Provided material:
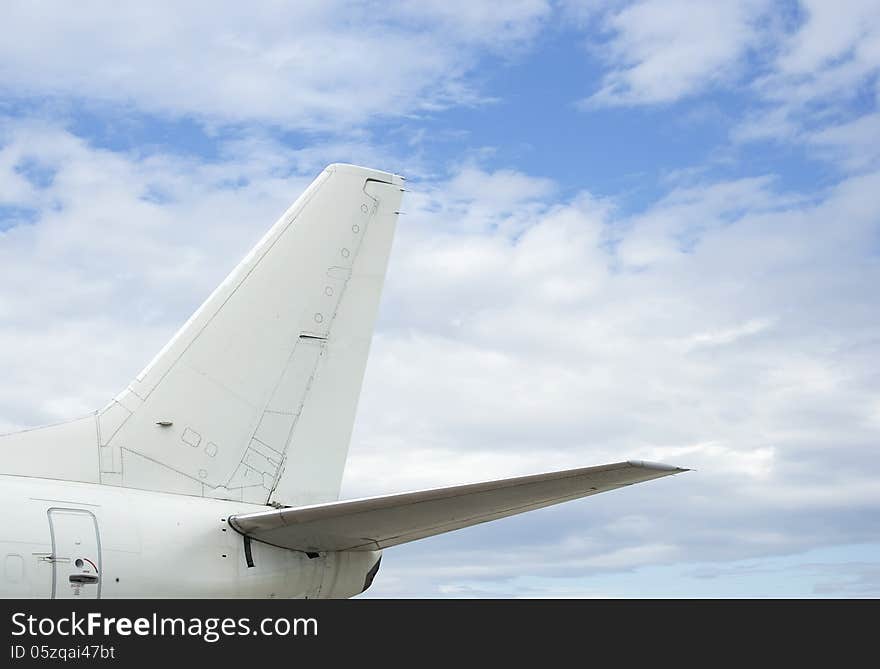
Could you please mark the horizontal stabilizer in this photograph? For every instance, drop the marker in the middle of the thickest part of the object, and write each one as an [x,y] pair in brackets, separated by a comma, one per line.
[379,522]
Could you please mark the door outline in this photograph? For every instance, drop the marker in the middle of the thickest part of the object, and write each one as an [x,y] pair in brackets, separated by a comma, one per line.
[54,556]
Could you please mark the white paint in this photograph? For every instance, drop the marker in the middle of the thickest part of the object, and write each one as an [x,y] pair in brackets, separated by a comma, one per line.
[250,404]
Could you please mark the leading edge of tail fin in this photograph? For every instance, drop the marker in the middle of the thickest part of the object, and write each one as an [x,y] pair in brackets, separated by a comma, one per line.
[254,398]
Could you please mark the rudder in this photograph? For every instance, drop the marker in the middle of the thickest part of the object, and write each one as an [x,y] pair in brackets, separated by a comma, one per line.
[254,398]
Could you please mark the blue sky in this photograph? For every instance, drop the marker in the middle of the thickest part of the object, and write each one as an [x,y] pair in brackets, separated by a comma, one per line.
---
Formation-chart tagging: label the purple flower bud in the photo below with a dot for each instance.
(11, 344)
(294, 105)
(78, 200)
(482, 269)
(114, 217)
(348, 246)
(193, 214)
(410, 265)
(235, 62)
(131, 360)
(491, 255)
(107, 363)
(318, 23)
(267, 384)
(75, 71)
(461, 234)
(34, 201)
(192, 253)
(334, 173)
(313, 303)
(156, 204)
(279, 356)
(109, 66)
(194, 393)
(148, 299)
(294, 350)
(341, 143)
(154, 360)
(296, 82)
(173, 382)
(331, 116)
==
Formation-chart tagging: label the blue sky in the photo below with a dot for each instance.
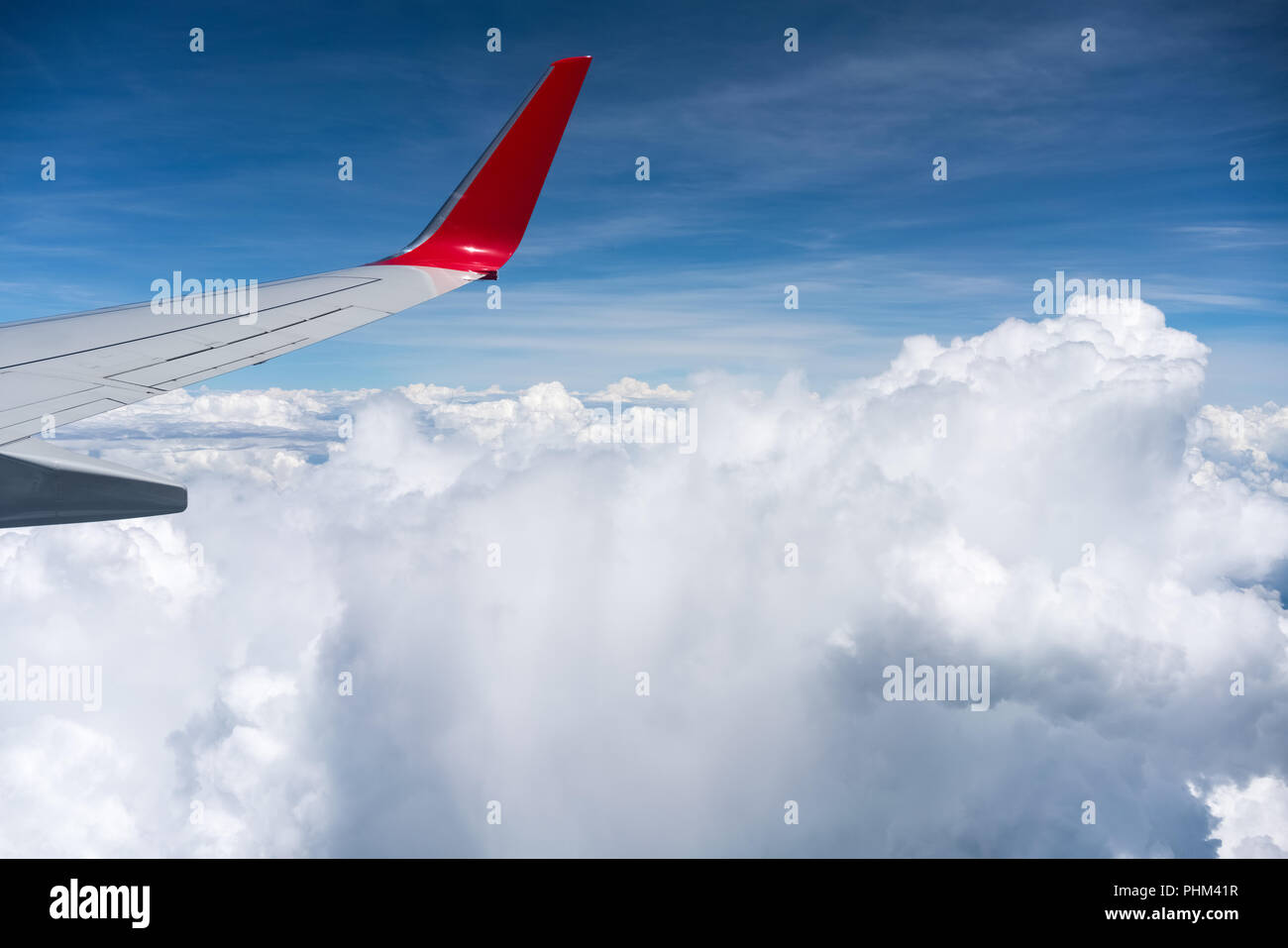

Aim of the exercise:
Check every line of the listing for the string "blue" and report how many lines have it, as a number alone.

Solution:
2